Kutipan:

========

PENCERAHAN TERHADAP MASALAH MENTALITAS MORAL DAN
KINERJA BANGSA **
Sekaligus menyambut harapan suksesnya
Pemilu Nasional 2014
Widjaja Kartadiredja
Pengantar
∏
Pemilu Nasional bukan “pesta demokrasi”
dengan makna hura-hura, melainkan sebuah momen penting untuk mempertaruhkan
bangsa Indonesia memiliki “seorang pimpinan nasional yang sekaligus sebagai
negarawan”. Yaitu pemimpin yang mampu
membangunkan bangsa untuk mengejar ketertinggalan dalam masalah mentalitas
moral dan nilai-nilai kinerja dalam dunia kerja dibanding dengan bangsa-bangsa
lain yang telah maju.
∏
Di sisi lain di belakang figur ini harus diyakini semua kalangan akan mendukungnya dan semangat rakyat
pun akan menggelora berpasrtisipasi melakukan pencerahan dan pengawasan terhadap
masalah-masalah mentalitas moral yang
terjadi di masyarakat dalam membantu aparat sekali pun hanya dalam bentuk
keberanian memberikan informasi., karena justru inilah penyebab esesnsial yang
kini telah membuat Indonesia makin meraja-lelanya tindakan-tindakan penyimpangan
dan penyelewengan yang terjadi di kalangan
masyarakat.
A. Latar belakang Pemikiran.
1.

========

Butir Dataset
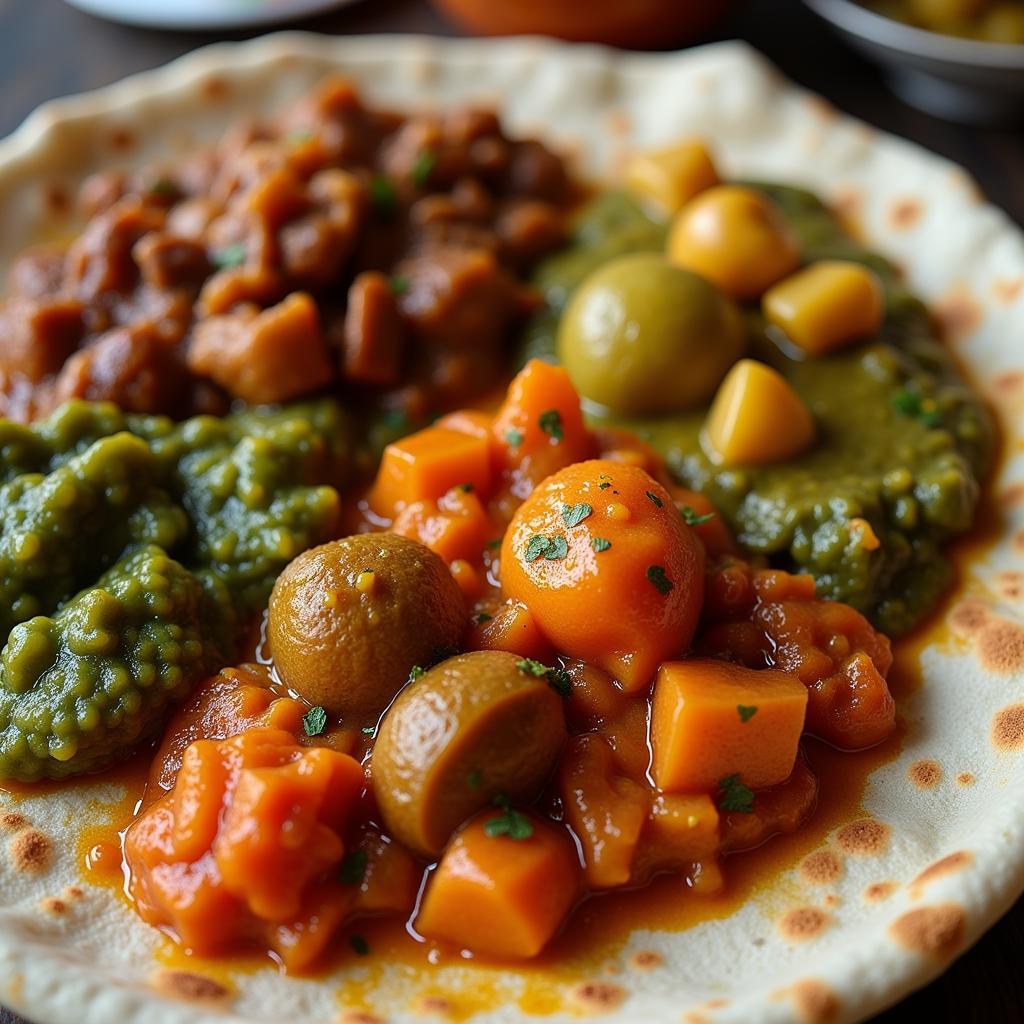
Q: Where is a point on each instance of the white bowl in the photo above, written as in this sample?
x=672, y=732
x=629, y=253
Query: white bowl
x=958, y=79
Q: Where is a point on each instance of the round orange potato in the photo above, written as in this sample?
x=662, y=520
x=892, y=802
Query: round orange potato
x=611, y=574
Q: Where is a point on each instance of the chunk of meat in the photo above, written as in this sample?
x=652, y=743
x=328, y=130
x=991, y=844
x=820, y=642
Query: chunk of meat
x=374, y=334
x=460, y=298
x=37, y=335
x=265, y=356
x=130, y=366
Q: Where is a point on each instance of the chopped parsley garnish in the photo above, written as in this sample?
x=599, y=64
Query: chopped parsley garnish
x=232, y=255
x=509, y=823
x=314, y=721
x=574, y=514
x=551, y=548
x=423, y=167
x=353, y=868
x=908, y=402
x=655, y=573
x=735, y=796
x=691, y=518
x=551, y=423
x=559, y=679
x=383, y=198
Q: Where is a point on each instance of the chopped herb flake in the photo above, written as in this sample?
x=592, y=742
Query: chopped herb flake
x=655, y=573
x=692, y=519
x=232, y=255
x=383, y=198
x=551, y=423
x=735, y=796
x=574, y=514
x=314, y=721
x=423, y=167
x=509, y=823
x=353, y=867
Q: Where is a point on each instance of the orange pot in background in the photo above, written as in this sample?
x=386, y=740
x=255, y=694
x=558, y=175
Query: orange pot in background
x=632, y=24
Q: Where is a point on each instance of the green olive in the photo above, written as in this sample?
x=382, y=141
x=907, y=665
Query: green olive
x=350, y=619
x=472, y=728
x=641, y=337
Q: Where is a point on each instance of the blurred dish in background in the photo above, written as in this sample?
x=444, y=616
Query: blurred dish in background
x=204, y=13
x=960, y=79
x=636, y=25
x=988, y=20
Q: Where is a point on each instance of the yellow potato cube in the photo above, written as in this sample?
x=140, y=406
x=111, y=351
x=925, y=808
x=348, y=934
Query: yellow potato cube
x=712, y=720
x=826, y=305
x=672, y=176
x=756, y=418
x=736, y=239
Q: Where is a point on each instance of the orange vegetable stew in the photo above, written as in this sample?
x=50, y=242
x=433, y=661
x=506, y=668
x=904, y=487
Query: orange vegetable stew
x=585, y=687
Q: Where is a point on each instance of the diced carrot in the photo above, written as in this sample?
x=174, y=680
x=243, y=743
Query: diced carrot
x=605, y=810
x=498, y=895
x=713, y=719
x=540, y=428
x=456, y=525
x=512, y=628
x=427, y=464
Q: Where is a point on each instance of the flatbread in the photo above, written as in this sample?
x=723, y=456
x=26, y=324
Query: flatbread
x=938, y=851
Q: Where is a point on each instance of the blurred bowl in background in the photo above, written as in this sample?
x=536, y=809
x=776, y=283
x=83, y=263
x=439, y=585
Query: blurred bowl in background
x=957, y=79
x=181, y=14
x=631, y=24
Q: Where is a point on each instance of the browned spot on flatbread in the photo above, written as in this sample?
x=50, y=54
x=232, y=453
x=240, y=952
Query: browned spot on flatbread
x=597, y=996
x=968, y=616
x=53, y=906
x=814, y=1000
x=1008, y=728
x=31, y=851
x=904, y=213
x=999, y=645
x=358, y=1017
x=926, y=774
x=435, y=1005
x=803, y=924
x=958, y=312
x=646, y=960
x=1008, y=290
x=214, y=87
x=879, y=891
x=946, y=865
x=821, y=867
x=866, y=838
x=932, y=931
x=189, y=986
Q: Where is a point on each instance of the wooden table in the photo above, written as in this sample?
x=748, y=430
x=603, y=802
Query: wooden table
x=48, y=49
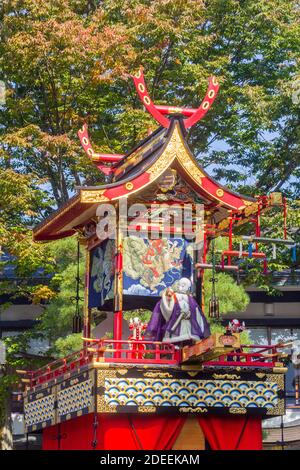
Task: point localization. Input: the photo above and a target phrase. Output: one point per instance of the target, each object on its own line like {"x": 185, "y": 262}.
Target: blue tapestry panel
{"x": 102, "y": 271}
{"x": 150, "y": 266}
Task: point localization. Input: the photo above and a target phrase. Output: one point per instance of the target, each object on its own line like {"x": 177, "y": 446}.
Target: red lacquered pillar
{"x": 118, "y": 312}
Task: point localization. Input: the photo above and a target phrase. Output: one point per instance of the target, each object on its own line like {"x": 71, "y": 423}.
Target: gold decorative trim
{"x": 226, "y": 376}
{"x": 146, "y": 409}
{"x": 161, "y": 375}
{"x": 238, "y": 411}
{"x": 90, "y": 196}
{"x": 189, "y": 409}
{"x": 102, "y": 406}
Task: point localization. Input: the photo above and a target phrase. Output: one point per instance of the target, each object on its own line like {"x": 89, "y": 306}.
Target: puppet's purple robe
{"x": 158, "y": 327}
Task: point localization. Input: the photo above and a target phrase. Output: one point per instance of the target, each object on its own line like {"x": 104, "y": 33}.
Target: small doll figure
{"x": 137, "y": 327}
{"x": 177, "y": 318}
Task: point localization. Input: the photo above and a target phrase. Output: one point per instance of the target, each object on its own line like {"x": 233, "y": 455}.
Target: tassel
{"x": 214, "y": 310}
{"x": 265, "y": 271}
{"x": 250, "y": 248}
{"x": 274, "y": 251}
{"x": 77, "y": 324}
{"x": 241, "y": 250}
{"x": 294, "y": 254}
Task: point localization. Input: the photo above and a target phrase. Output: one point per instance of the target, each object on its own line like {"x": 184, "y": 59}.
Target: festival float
{"x": 173, "y": 384}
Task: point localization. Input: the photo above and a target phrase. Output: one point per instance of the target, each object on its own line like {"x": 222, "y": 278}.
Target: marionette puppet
{"x": 177, "y": 318}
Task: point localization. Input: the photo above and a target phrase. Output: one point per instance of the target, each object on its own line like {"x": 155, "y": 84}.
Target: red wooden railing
{"x": 262, "y": 356}
{"x": 99, "y": 350}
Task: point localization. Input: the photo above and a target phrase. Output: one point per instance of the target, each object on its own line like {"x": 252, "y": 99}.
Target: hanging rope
{"x": 77, "y": 321}
{"x": 214, "y": 310}
{"x": 95, "y": 427}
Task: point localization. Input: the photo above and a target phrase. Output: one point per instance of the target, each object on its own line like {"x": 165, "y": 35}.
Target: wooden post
{"x": 118, "y": 306}
{"x": 86, "y": 309}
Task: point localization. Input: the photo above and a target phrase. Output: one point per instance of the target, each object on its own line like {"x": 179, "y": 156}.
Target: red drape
{"x": 121, "y": 432}
{"x": 147, "y": 432}
{"x": 232, "y": 433}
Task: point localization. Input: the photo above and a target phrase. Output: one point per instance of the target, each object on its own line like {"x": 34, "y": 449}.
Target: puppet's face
{"x": 184, "y": 285}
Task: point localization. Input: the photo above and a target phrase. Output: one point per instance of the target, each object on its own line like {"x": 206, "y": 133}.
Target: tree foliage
{"x": 67, "y": 61}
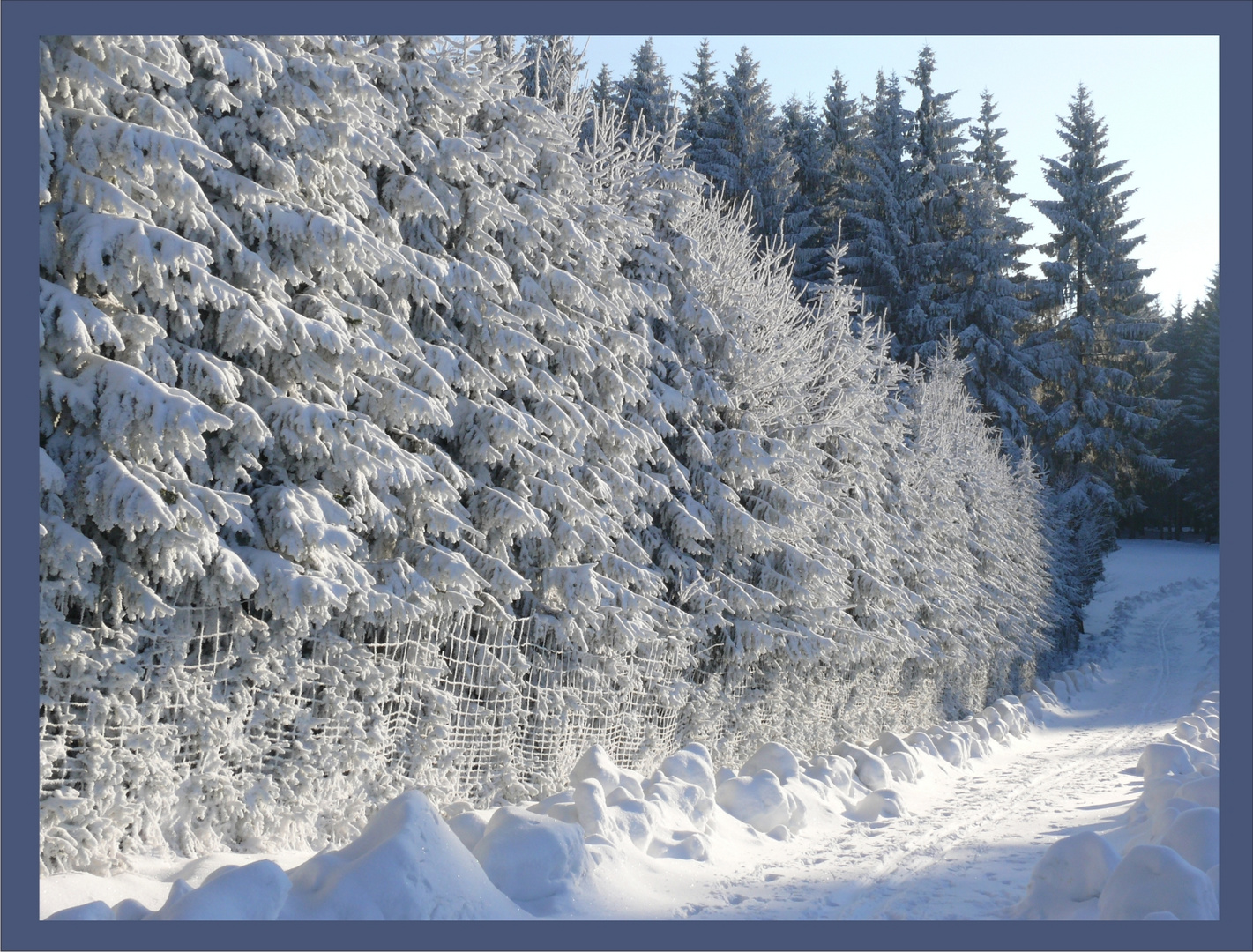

========

Tugas Pengerjaan:
A. Jawablah tiga pertanyaan berikut berdasarkan kutipan di atas.
(i) Pemilu Nasional tahun berapa yang disambut dalam kutipan?
(ii) Menurut kutipan, Pemilu Nasional bukan apa?
(iii) Apa judul bagian A dalam kutipan?
B. Tentukan apakah setiap pernyataan berikut sesuai dengan kutipan di atas, lalu kutip kata-kata yang menjadi penentunya.
(i) Kutipan menyebut Pemilu Nasional sebagai pesta demokrasi dengan makna hura-hura.
(ii) Pemimpin yang diharapkan mampu membangunkan bangsa untuk mengejar ketertinggalan.
(iii) Partisipasi rakyat dapat berupa keberanian memberikan informasi.

Daftar Jawaban:
A.
(i) Pemilu Nasional 2014.
(ii) Bukan "pesta demokrasi" dengan makna hura-hura.
(iii) Latar belakang Pemikiran.

B.
(i) Tidak: "Pemilu Nasional bukan “pesta demokrasi” dengan makna hura-hura"
(ii) Ya: "membangunkan bangsa untuk mengejar ketertinggalan"
(iii) Ya: "sekali pun hanya dalam bentuk keberanian memberikan informasi"